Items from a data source
↓

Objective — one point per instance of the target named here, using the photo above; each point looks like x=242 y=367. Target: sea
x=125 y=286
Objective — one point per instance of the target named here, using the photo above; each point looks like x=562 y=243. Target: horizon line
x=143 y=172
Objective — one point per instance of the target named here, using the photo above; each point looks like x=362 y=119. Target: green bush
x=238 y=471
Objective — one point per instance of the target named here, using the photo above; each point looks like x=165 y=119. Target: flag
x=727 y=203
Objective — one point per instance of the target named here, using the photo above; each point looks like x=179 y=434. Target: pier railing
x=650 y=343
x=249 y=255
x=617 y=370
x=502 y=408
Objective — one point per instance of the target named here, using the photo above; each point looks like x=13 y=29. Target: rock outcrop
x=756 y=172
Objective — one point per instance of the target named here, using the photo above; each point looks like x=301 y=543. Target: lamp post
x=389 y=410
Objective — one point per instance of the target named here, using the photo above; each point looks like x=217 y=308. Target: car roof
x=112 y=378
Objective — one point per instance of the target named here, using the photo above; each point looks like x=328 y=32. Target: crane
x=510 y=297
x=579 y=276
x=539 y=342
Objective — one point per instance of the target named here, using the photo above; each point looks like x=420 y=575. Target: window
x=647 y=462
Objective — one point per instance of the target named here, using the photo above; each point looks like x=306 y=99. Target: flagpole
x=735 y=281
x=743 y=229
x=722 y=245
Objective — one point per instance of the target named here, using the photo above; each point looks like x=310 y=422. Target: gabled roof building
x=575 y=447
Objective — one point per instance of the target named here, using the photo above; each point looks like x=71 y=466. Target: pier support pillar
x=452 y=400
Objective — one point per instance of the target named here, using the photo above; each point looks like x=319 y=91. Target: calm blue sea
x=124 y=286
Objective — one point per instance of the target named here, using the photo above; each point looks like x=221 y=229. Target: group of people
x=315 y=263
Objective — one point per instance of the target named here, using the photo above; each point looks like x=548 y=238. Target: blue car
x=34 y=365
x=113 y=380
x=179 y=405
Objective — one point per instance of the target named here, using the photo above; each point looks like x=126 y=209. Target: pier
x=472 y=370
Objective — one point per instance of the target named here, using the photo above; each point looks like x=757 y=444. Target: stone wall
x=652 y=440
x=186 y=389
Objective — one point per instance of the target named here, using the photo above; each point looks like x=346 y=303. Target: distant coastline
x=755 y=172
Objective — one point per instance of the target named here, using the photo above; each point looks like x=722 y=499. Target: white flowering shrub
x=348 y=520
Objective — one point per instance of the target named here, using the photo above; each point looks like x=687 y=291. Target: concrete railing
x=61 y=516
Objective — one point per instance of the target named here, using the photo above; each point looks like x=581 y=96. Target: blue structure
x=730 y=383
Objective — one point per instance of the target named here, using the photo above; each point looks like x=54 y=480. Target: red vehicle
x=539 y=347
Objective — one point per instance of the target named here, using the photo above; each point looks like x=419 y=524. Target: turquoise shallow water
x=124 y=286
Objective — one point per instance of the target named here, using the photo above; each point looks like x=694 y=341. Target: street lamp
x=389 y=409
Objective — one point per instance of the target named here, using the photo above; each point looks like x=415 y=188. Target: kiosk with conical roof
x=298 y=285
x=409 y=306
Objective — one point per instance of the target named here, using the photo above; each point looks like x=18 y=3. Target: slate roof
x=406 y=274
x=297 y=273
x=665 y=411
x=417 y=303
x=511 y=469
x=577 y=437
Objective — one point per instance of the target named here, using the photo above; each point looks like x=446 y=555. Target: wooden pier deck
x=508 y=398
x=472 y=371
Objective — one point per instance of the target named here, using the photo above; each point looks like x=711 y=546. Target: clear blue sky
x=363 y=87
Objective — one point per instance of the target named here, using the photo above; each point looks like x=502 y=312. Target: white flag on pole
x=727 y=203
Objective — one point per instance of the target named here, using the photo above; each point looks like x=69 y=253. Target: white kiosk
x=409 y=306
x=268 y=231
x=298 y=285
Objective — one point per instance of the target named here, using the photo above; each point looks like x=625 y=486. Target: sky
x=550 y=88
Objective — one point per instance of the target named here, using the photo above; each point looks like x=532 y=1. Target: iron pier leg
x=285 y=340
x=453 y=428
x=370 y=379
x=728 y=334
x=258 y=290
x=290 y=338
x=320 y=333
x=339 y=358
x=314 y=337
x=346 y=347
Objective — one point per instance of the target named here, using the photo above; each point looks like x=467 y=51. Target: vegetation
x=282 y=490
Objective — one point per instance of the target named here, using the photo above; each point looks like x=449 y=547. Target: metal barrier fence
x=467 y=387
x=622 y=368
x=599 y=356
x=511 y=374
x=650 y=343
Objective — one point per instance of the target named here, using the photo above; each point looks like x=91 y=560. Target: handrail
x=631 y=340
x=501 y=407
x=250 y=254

↑

§ **What is required**
Could I ask you to return the records exactly and in full?

§ **Answer for this exercise**
Objective — one point per instance of the target named here, using the photo above; each point looks like x=242 y=367. Target: sea
x=125 y=286
Objective — one point per instance of the target named here, using the photo above; each point looks like x=562 y=243. Target: horizon line
x=143 y=172
Objective — one point per instance of the target named here, using the photo above; each point looks like x=362 y=119. Target: green bush
x=238 y=471
Objective — one point per instance of the target named here, using the photo above; each point looks like x=165 y=119. Target: flag
x=727 y=203
Objective — one point per instance of the target named here, using the photo above; each point looks like x=179 y=434. Target: pier railing
x=650 y=343
x=249 y=255
x=617 y=370
x=502 y=408
Objective — one point per instance of the target named here, using the photo above; each point looks like x=13 y=29. Target: rock outcrop
x=756 y=172
Objective — one point per instance of the target named here, using the photo above; each point looks like x=301 y=543. Target: lamp post
x=389 y=410
Objective — one point per instance of the target named here, using the photo above; each point looks like x=217 y=308. Target: car roof
x=112 y=378
Objective — one point per instance of the target named here, using the photo above; each point looks like x=328 y=32. Target: crane
x=510 y=297
x=579 y=276
x=539 y=342
Objective — one point per instance of the target named here, using the photo above; each point looks like x=420 y=575. Target: window
x=647 y=462
Objective — one point per instance of the target named here, using the photo above; each point looks like x=306 y=99. Target: flagpole
x=735 y=281
x=743 y=229
x=722 y=245
Objective — one point per instance of the target named here, using the photo above; each point looks like x=310 y=422. Target: gabled roof building
x=575 y=447
Objective — one point per instance of the target named here, using the photo above; each point looks like x=71 y=466. Target: pier support pillar
x=452 y=400
Objective — one point per instance of the target named here, using the photo above; each point looks like x=319 y=91. Target: calm blue sea
x=124 y=286
Objective — one point per instance of the target named here, using the photo above; each point looks like x=221 y=229. Target: group of people
x=315 y=263
Objective — one point per instance of the target named here, using the photo above; each point looks like x=548 y=238. Target: blue car
x=34 y=365
x=113 y=380
x=179 y=405
Objective — one point per instance of the target named here, using the photo above; each point looks like x=126 y=209. Target: pier
x=472 y=370
Objective — one point per instance of the target named here, using the photo above; each point looks like x=757 y=444. Target: stone wall
x=652 y=440
x=186 y=389
Objective — one point per instance of the target named here, using the photo above; each point looks like x=346 y=303. Target: distant coastline
x=755 y=172
Objective — one point per instance of the target named here, using the photo above; each point looks like x=722 y=499. Target: white flowering shrub
x=348 y=520
Objective — one point per instance of the target named here, using the photo above; each point looks like x=687 y=291. Target: concrete railing
x=61 y=516
Objective — one point per instance of the target named here, using the photo above; each point looks like x=581 y=96. Target: blue structure
x=730 y=383
Objective — one point per instance of the target named here, using the photo above; each point looks like x=54 y=480. Target: red vehicle
x=539 y=347
Objective — one point per instance of the target named here, using the photo above; each point looks like x=419 y=524. Target: turquoise shallow water
x=124 y=286
Objective — one point per instance of the target named here, using the photo above; each point looks like x=694 y=341. Target: street lamp
x=389 y=409
Objective — one point per instance of the target named here, using the photo above; each point looks like x=415 y=188. Target: kiosk with conical roof
x=298 y=285
x=409 y=306
Objective — one point per instance of the target named here, using the photo above; each point looks like x=18 y=3. Target: slate roof
x=406 y=274
x=297 y=273
x=665 y=411
x=417 y=303
x=511 y=469
x=577 y=437
Objective — one point per instance of the target named here, using the photo above; each point looks like x=446 y=555. Target: wooden pier deck
x=508 y=398
x=472 y=371
Objective — one point per instance of the target named here, using the photo above; each point looks like x=711 y=546. Target: clear blue sky
x=363 y=87
Objective — one point per instance of the target named here, using the photo above; each point looks like x=502 y=312. Target: white flag on pole
x=727 y=203
Objective — one point per instance of the target named here, using the photo above; each point looks like x=69 y=253. Target: white kiosk
x=409 y=306
x=268 y=231
x=298 y=285
Objective — one point per instance of the target named here, using the photo above; each point looks like x=625 y=486. Target: sky
x=550 y=88
Objective — one point per instance of the target named here, using the photo above; each point looks like x=532 y=1. Target: iron pier leg
x=285 y=340
x=453 y=428
x=370 y=379
x=728 y=334
x=258 y=290
x=290 y=338
x=320 y=333
x=339 y=358
x=314 y=337
x=346 y=347
Objective — one point per instance of the target named here, using the photo above; each point looks like x=467 y=51. Target: vegetation
x=282 y=490
Objective — one point per instance of the target named here, using the photo above; each point looks like x=449 y=547. Target: metal barrier fence
x=467 y=387
x=622 y=368
x=599 y=356
x=511 y=374
x=650 y=343
Objective — one point per instance of the target named here, using the photo above; each point looks like x=91 y=560. Target: handrail
x=631 y=340
x=501 y=407
x=250 y=254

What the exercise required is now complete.